◆ **Work task**: Which lines in the rows below contain the string "positive"? Pull out each such line in full, treating uppercase and lowercase as different.

◆ **Records provided**:
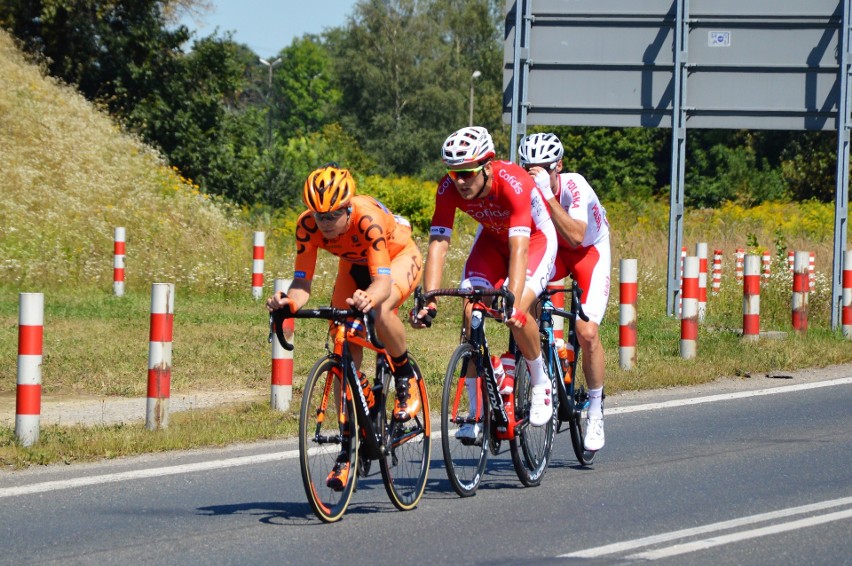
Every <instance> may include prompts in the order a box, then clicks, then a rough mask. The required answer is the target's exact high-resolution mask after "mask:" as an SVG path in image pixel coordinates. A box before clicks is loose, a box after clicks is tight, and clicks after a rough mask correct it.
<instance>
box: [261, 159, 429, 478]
mask: <svg viewBox="0 0 852 566" xmlns="http://www.w3.org/2000/svg"><path fill="white" fill-rule="evenodd" d="M302 198H303V200H304V201H305V204H306V205H307V207H308V210H306V211H305V212H303V213H302V215H301V216H299V219H298V221H297V223H296V261H295V269H294V273H293V283H292V284H291V286H290V289H289V290H288V292H287V293H286V294H285V293H284V292H282V291H279V292H277V293H275V294H274V295H273V296H272V297H270V298H269V300H268V301H267V302H266V306H267V309H268V310H269V311H273V310H275V309H279V308H283V307H285V306H287V305H289V307H290V309H291V310H293V311H296V310H299V309H300V308H302V307H303V306H305V304H306V303H307V302H308V299H309V298H310V296H311V283H312V281H313V276H314V269H315V267H316V259H317V252H318V251H319V250H320V249H324V250H327V251H328V252H330V253H332V254H334V255H336V256H337V257H339V258H340V260H339V262H338V273H337V280H336V281H335V284H334V293H333V296H332V300H331V304H332V306H334V307H338V308H346V307H347V306H348V307H351V308H353V309H356V310H359V311H362V312H368V311H369V310H371V309H372V310H373V314H374V315H375V322H376V332H377V333H378V335H379V338H380V339H381V340H382V342H384V344H385V349H386V350H387V352H388V354H390V356H391V361H392V363H393V375H394V378H395V386H396V395H397V398H396V402H395V406H394V415H395V417H396V418H397V419H398V420H403V421H405V420H408V419H410V418H412V417H414V416H415V415H416V414H417V412H418V411H419V410H420V404H421V402H420V394H419V389H418V387H417V384H416V383H415V382H414V380H415V376H414V370H413V367H412V366H411V363H410V362H409V359H408V349H407V346H406V339H405V326H404V325H403V323H402V320H401V319H400V318H399V315H398V309H399V306H400V305H401V304H402V303H403V302H405V300H406V299H407V298H408V297H409V296H410V295H411V294H412V293H413V292H414V289H415V288H416V287H417V284H418V283H419V282H420V277H421V275H422V273H421V272H422V267H423V258H422V256H421V254H420V250H419V249H418V248H417V244H416V243H415V242H414V240H413V239H412V238H411V226H410V225H409V224H408V221H407V220H405V219H404V218H402V217H399V216H396V215H394V214H392V213H391V212H390V211H389V210H388V209H387V208H385V206H384V205H383V204H382V203H380V202H379V201H377V200H376V199H374V198H372V197H369V196H366V195H355V180H354V179H353V178H352V175H351V174H350V173H349V171H348V170H347V169H340V168H338V167H337V166H336V165H328V166H325V167H322V168H320V169H317V170H316V171H314V172H313V173H311V174H310V176H308V179H307V181H305V187H304V192H303V195H302ZM351 348H352V355H353V359H354V360H355V361H356V364H357V365H358V366H359V367H360V364H361V351H360V348H358V347H356V346H352V347H351ZM339 461H340V462H342V464H341V466H335V469H334V470H333V471H332V473H331V474H330V475H329V478H328V482H327V483H328V485H329V487H332V488H333V489H337V488H340V489H342V487H343V486H344V485H346V474H348V473H349V469H348V465H349V459H348V458H345V457H344V458H341V459H340V460H339ZM344 467H345V469H343V468H344Z"/></svg>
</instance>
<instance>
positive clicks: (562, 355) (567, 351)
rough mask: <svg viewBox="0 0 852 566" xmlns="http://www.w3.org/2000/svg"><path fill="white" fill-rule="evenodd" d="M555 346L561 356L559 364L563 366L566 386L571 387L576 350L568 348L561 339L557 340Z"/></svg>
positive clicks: (562, 369) (556, 352)
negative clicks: (573, 364)
mask: <svg viewBox="0 0 852 566" xmlns="http://www.w3.org/2000/svg"><path fill="white" fill-rule="evenodd" d="M555 346H556V353H557V354H558V355H559V363H560V364H561V365H562V378H563V379H564V380H565V385H569V384H570V383H571V379H572V378H573V376H572V375H571V362H573V361H574V349H573V348H571V347H569V346H567V345H566V344H565V341H564V340H562V339H561V338H557V339H556V341H555Z"/></svg>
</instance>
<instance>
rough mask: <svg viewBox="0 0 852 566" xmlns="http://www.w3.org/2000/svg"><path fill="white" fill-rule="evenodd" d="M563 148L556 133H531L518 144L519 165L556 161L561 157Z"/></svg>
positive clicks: (524, 165) (555, 161)
mask: <svg viewBox="0 0 852 566" xmlns="http://www.w3.org/2000/svg"><path fill="white" fill-rule="evenodd" d="M564 153H565V150H564V149H563V148H562V142H561V141H559V138H558V137H556V134H549V133H548V134H532V135H529V136H527V137H525V138H524V139H523V140H522V141H521V145H519V146H518V155H519V156H520V158H521V166H522V167H526V166H527V165H533V164H536V165H539V164H543V163H556V162H557V161H559V160H560V159H562V155H563V154H564Z"/></svg>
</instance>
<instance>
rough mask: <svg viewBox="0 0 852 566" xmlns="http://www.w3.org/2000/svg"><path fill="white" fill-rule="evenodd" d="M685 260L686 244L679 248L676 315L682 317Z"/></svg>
mask: <svg viewBox="0 0 852 566" xmlns="http://www.w3.org/2000/svg"><path fill="white" fill-rule="evenodd" d="M685 261H686V246H682V247H681V248H680V293H678V296H677V315H678V316H679V317H683V263H684V262H685Z"/></svg>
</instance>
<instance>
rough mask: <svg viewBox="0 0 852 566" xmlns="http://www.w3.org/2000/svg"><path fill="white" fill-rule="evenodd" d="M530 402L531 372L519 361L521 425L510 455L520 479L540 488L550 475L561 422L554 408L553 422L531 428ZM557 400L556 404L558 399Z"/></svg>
mask: <svg viewBox="0 0 852 566" xmlns="http://www.w3.org/2000/svg"><path fill="white" fill-rule="evenodd" d="M531 399H532V384H531V382H530V375H529V370H528V369H527V364H526V363H525V362H524V360H523V358H522V357H520V359H519V360H518V361H517V363H516V364H515V419H516V420H517V421H518V422H520V423H521V424H520V425H519V426H518V427H517V430H516V431H515V438H513V439H512V440H511V441H510V442H509V451H510V452H511V454H512V464H513V465H514V466H515V472H516V473H517V474H518V479H520V480H521V483H522V484H524V485H525V486H527V487H535V486H537V485H539V484H540V483H541V478H542V477H544V473H545V472H546V471H547V465H548V464H549V463H550V454H551V451H552V450H553V437H554V436H555V435H556V420H557V419H558V415H557V414H556V410H555V407H554V414H553V418H552V419H550V420H549V421H548V422H547V424H545V425H544V426H537V427H536V426H531V425H530V424H529V415H530V401H531ZM554 400H556V396H555V395H554Z"/></svg>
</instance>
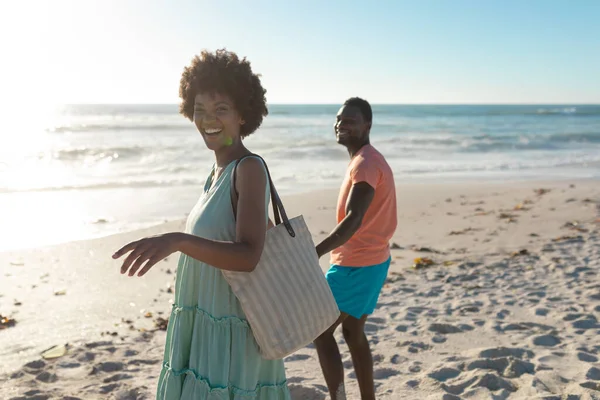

◆ **Answer to the problem**:
positive clicks: (562, 355) (567, 351)
positive clicks: (562, 369) (556, 352)
positive clicks: (524, 165) (555, 161)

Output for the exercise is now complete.